• TEXT FOR ANALYSIS:
= = = = = = =
Columbia, SC (WLTX) -- A local organization that's been helping Haiti's children and elderly for years is now turning their efforts to disaster relief.
Millions of Haitians who were left with nothing but injuries are being moved out of Port-au-Prince. Wade McGuinn's aid group, Haiti Children's Project, has seen the destruction firsthand.
"The story of the earthquake is the buildings falling down, but the real story is what do you do with the 2 million, 2.5 million people that are going to be absorbed back into the countryside and need help," McGuinn says. "They, right now, every day since last week, have been ferrying all those people by small ferry boats all over the rest of the island and dropping them off with nothing. Just on Monday and Wednesday left 16,000 people at the dock. Most of them were injured and they left them with water and they drove off they have no homes. They have no money. They have no food. They have nothing."
McGuinn is the founding director of Haiti Children's Project, a group that has helped Haitian children and the elderly for years. Now they're providing food and medical care to anyone they can reach.
"We were able to unload the rice and beans that we brought we brought 1,300 pounds of rice and beans and actually see that food go directly into pots of boiling water and see people start eating," McGuinn says. The group is taking four more relief trips this week, bringing in supplies and medical care.
"The grass field that we land at that's adjacent to our project, which is where the plane lands, there was over two maybe 300 people just camping there now," he says. They are living proof that the need for help is dire.
"I've cried a bucket of tears, I mean, but you know I tell people every day my heart is broken. But my spirit's not broken. So, it's up to us to continue the lifeline, and that's what we're going to do," McGuinn says.
= = = = = = =
• ENTRIES SUPPLIED:
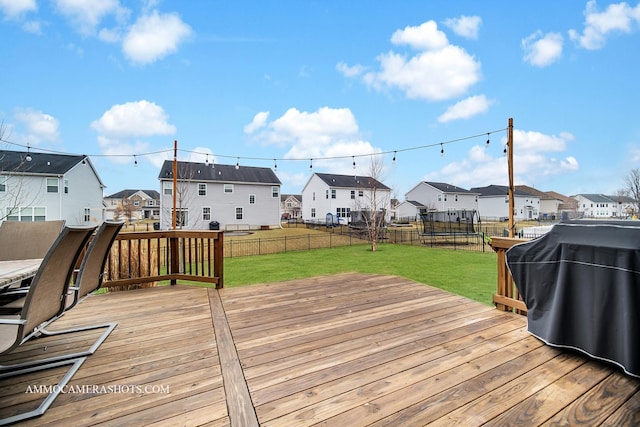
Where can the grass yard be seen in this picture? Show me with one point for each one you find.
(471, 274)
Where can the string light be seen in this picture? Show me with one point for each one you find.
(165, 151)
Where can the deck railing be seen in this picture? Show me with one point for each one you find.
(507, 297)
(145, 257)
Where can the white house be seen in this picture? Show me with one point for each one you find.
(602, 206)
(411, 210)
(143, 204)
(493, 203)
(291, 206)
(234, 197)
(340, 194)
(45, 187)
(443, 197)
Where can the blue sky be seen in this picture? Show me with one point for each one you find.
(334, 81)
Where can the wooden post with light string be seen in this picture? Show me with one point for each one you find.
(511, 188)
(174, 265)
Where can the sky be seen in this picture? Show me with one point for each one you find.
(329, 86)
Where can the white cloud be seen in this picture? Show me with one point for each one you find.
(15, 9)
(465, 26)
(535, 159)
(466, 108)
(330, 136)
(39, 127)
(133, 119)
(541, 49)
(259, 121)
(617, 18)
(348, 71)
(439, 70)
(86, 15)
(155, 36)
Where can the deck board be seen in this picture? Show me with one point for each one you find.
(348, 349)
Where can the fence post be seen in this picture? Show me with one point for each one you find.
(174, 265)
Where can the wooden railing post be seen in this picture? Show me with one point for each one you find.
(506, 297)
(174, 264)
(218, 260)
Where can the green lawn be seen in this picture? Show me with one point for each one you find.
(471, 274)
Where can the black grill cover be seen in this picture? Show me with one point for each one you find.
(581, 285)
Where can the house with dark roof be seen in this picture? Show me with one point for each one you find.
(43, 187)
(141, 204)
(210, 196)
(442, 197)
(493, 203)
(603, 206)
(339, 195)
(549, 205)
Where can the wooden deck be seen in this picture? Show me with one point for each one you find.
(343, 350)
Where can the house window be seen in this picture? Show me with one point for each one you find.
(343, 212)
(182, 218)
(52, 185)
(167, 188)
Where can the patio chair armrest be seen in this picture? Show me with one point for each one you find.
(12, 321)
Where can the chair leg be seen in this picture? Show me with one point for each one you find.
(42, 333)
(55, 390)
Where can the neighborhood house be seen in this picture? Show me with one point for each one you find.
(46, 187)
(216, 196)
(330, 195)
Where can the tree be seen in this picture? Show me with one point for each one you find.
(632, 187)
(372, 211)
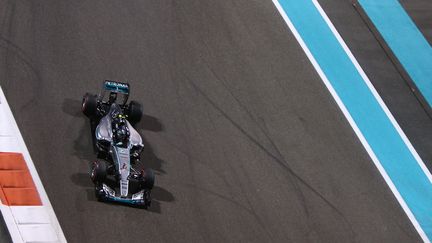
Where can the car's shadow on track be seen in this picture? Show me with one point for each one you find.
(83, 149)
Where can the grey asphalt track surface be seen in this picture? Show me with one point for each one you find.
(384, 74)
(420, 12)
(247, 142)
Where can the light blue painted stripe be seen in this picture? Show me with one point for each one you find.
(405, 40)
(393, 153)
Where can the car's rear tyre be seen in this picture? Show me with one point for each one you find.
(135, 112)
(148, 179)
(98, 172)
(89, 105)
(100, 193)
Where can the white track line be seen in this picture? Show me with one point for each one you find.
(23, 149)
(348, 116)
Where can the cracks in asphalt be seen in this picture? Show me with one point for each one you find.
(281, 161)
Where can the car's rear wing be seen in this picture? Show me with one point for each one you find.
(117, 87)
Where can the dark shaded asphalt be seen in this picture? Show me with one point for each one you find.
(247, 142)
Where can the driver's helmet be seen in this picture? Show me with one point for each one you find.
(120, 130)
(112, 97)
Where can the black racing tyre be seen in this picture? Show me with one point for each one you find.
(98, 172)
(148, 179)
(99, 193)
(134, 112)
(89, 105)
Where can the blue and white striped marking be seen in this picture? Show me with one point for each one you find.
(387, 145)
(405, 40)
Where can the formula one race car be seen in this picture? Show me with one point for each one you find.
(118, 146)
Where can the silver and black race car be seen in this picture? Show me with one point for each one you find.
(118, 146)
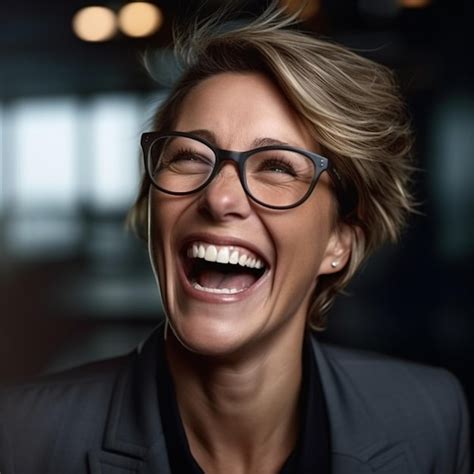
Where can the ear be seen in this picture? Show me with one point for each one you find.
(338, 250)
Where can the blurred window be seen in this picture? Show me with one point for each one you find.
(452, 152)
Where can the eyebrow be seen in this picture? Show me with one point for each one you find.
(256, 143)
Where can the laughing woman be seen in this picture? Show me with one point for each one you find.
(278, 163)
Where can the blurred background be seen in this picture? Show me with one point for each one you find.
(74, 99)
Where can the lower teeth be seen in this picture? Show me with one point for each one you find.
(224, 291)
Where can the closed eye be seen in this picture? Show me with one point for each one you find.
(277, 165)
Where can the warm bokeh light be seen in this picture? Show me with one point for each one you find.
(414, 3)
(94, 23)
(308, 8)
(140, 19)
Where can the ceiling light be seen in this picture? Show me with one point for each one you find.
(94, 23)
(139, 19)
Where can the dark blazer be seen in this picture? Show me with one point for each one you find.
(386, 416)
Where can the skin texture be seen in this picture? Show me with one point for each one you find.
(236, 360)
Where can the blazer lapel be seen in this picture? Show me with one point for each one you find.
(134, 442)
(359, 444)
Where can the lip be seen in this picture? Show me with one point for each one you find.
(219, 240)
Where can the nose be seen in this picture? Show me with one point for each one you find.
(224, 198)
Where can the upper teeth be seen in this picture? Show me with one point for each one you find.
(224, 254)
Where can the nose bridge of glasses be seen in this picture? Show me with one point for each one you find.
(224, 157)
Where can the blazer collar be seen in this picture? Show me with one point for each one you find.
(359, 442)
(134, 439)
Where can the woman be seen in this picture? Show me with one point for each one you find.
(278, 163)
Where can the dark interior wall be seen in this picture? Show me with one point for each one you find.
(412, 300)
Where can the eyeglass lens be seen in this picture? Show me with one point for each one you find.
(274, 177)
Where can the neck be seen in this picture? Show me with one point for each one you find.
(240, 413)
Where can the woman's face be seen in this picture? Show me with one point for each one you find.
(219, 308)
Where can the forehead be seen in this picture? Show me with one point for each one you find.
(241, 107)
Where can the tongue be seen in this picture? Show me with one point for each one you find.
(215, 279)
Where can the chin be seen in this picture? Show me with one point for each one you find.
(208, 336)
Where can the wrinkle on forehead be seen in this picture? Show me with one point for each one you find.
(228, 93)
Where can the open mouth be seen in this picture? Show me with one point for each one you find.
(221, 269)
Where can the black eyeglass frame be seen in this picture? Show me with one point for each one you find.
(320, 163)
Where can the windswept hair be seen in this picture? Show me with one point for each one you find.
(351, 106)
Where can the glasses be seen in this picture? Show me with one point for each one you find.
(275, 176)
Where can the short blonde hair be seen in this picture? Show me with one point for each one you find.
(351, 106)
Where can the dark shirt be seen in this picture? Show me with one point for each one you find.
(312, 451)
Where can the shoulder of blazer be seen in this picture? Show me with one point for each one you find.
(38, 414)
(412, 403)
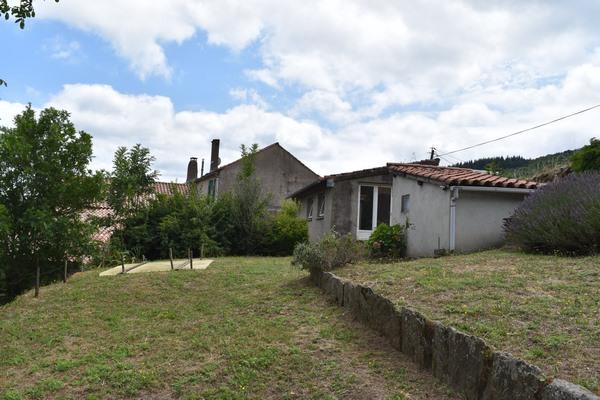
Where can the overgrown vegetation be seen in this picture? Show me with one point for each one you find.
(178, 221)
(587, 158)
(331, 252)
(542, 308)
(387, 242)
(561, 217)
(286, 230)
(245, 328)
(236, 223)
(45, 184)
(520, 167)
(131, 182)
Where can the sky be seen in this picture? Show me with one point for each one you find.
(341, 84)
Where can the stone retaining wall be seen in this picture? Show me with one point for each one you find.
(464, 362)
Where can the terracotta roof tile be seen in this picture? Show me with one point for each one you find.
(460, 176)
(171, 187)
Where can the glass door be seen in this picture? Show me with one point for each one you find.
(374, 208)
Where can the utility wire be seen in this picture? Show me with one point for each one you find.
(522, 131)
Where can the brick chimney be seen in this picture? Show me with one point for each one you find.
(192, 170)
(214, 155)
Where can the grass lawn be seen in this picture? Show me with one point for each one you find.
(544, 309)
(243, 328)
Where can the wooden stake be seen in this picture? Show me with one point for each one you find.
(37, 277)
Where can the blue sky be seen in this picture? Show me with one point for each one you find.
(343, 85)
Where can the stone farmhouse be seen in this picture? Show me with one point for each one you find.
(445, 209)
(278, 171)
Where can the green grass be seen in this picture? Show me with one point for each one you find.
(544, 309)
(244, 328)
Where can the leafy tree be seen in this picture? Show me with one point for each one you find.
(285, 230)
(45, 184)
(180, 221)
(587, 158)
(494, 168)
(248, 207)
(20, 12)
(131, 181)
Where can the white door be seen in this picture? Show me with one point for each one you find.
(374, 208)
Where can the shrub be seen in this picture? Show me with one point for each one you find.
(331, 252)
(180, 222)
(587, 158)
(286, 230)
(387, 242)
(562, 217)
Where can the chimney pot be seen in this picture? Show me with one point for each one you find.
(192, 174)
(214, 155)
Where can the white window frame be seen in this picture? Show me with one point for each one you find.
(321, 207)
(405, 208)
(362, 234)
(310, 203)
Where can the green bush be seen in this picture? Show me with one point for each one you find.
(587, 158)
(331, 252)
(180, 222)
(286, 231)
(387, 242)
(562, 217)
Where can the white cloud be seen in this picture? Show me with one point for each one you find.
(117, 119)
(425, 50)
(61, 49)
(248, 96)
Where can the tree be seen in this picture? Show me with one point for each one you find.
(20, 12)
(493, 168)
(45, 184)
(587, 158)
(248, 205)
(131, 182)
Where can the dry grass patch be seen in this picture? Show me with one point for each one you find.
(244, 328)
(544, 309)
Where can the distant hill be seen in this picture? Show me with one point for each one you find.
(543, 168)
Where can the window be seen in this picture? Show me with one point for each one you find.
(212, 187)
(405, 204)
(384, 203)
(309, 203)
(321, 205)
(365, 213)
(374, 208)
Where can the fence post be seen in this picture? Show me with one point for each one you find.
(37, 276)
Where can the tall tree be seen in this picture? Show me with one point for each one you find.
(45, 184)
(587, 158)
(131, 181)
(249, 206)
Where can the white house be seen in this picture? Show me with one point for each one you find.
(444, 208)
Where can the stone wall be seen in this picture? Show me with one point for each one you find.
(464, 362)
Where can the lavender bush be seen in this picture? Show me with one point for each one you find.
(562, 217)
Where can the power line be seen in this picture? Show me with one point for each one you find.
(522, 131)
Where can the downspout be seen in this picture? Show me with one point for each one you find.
= = = = = = =
• DIRECTIONS:
1. From the Haiti relief article, write out everything from "McGuinn is the" down to "they can reach.".
2. Answer these questions from the Haiti relief article:
(a) What is Wade McGuinn's role in Haiti Children's Project?
(b) How many pounds of rice and beans did the group bring?
(c) How many more relief trips is the group taking this week?
3. In the Haiti relief article, McGuinn says the people dropped off at the dock have no certain things. List all of them.

• RESULTS OF THE EXERCISE:
1.
McGuinn is the founding director of Haiti Children's Project, a group that has helped Haitian children and the elderly for years. Now they're providing food and medical care to anyone they can reach.

2.
(a) He is the founding director.
(b) 1,300 pounds.
(c) Four.

3. homes, money, food